2024: Türkiye sinemasından 15 film
Yerli filmler adına tatmin edici olduğunu düşündüğümüz bir sinema yılıydı. 2024’te Türkiye’de festival yolculuğuna başlamış, geniş gösterimini gerçekleştirmiş veya prömiyerini yapmış uzun metraj yerli filmler üzerinden yaptığımız değerlendirme sonucunda ortaya çıkan 15’lik seçki, alfabetik sırayla aşağıda.

Bazen Hep Birlikte
(Yön: Didem Pekün)
Beden, toplumsal hafıza ve kent üçgeninde; odağına hareketi alan, topluluk olmayı onurlandıran, ilham dolu bir belgesel. Didem Pekün’ün kamerası, “bir düş ülke” Çıplak Ayaklar Kumpanyası’nın kurucularından Mihran Tomasyan’ı takip ederken; seyircisini İstanbul Ermenilerinin tarihiyle, oradan miras aldıklarının onun performanslarını nasıl şekillendirdiğiyle; dansı, çekirdek ailesi ve yaratıcı kişiliklerle dolu çevresi etrafında yaşadığı renkli, direnişçi hayatla tanıştırıyor. Eytan İpeker’in kurgu maharetleri ve Elena Margarita Kakaliagou – Berke Can Özcan ikilisinin doğaçlama müzikleriyle hikâye giderek zenginleşiyor, “İyi ki izlemişim.” dedirtiyor. Eylül Ege

Bildiğin Gibi Değil
(Yön: Vuslat Saraçoğlu)

####################

Yapılacaklar:
- A) 2024 film seçkisi metninde adı geçen tüm kişileri sıralayın.
- B) 2024 film seçkisi metnine göre "Bazen Hep Birlikte" filminin kurgusu kime aittir?
- C) 2024 film seçkisi metnini kaldığı yerden sürdürün.
Bu kayıtlar başka bir kaynaktan alınmıştır.

[Saklanan kayıtlar]
####################

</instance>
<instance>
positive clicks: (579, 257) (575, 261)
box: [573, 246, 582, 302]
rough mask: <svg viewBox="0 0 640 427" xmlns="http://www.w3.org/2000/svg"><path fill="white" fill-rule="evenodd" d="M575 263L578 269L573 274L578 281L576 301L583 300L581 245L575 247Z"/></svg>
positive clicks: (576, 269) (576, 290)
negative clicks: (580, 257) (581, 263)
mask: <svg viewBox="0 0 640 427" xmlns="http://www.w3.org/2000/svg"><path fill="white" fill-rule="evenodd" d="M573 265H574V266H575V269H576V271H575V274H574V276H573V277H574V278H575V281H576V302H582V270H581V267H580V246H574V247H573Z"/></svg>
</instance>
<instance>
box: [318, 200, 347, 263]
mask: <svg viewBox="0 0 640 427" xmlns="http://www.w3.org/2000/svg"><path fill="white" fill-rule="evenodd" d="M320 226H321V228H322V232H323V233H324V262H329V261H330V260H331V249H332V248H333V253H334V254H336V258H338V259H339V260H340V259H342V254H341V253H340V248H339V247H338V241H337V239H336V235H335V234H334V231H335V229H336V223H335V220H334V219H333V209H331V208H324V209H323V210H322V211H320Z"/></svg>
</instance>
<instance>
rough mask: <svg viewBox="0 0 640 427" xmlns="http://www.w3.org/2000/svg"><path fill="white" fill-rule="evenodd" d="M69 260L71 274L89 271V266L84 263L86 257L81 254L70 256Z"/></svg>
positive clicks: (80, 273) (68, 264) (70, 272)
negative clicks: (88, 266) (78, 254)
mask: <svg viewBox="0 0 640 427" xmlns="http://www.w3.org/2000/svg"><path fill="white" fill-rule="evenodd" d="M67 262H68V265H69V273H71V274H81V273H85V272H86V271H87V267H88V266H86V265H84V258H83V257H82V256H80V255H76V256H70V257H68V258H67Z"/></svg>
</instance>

####################

Yanıtlar:
- A) Didem Pekün, Mihran Tomasyan, Eytan İpeker, Elena Margarita Kakaliagou, Berke Can Özcan, Eylül Ege, Vuslat Saraçoğlu

- B) Eytan İpeker

- C)
Aynı ailenin bireyleri, ortak bir geçmişi ne kadar farklı hatırlayabilir? İşte bu sorunun peşinden gidiyor Bildiğin Gibi Değil. Babalarının ölümü sonrası doğup büyüdükleri Tokat’ta bir araya gelen üç kardeş, birbirinden tamamen ayrı hayatlarının içinden geçmişlerine bir bakış atıyor. Ancak çocukluk oyunları gibi ortak hafızada yer eden renkli anılar dışında, her birinin belleğinde aileye dair farklı hikâyeler saklı. Yas gibi travmatik bir deneyimi tek boyutlu bir duyguya hapsetmeden; mizahi ögeler ve başarılı kardeş çatışmasıyla destekleyerek anlatması, yorucu bir duygu yükünün ötesine geçerek içten bir bağ kurduruyor. Ezgi Oğraş

Büyük Kuşatma
(Yön: Sinan Kesova)
Eski Türkiye’nin “eski toprak” beyefendisi Macit: Seküler, varlıklı, ilkelerine sıkı sıkıya bağlı. Akademisyen eşi Berna’nın kaybının ardından bir yas süreci yaşıyor, geçmişteki hatalarıyla yüzleşmeye çalışıyor ancak önünde beklenmedik sınavlar, hesaba katılmamış içsel çatışmalar ve büyük bir “kuşatma” var. Alp Öyken’in filme çok şey katan oyunculuk performansının yanı sıra dikkate değer sinema diliyle, incelikli karakter tahliliyle ve taşlamaya hizmet eden keskin mizahıyla; Sinan Kesova’nın ismini bir köşeye not ettiriyor Büyük Kuşatma. Elif Yılmaz

Dargeçit
(Yön: Berke Baş)
1995’te Mardin, Dargeçit’te oğulları ve kardeşleri devlet güçlerinin elinde kaybolan ailelerin yaşadıkları; yıllardır Türkiye’deki cezasızlık, geçmişle yüzleşme, çatışma çözümü, adalet ve hakikat arayışı üzerine birçok tartışmaya kapı açmakta. Ancak 2015’te başlayabilen ilgili davanın duruşmalarını takip eden Dargeçit, yargının faillere karşı cezasızlık politikası ve tüm bu adaletsizlikler karşısında kayıp yakınlarının hukuk mücadelesini gözler önüne seriyor. Süreci ve yitirilmeye çalışılan hafızayı irdelerken, boğazda yumruya sebep (fakat duygu manipülasyonuna da yanaşmayan) bir belgesel sinema örneği ortaya koyuyor. Merdan Çaba Geçer

Demo ke pelêgozan benî zer / Ceviz Yaprakları Sarardığında
(Yön: Mehmet Ali Konar)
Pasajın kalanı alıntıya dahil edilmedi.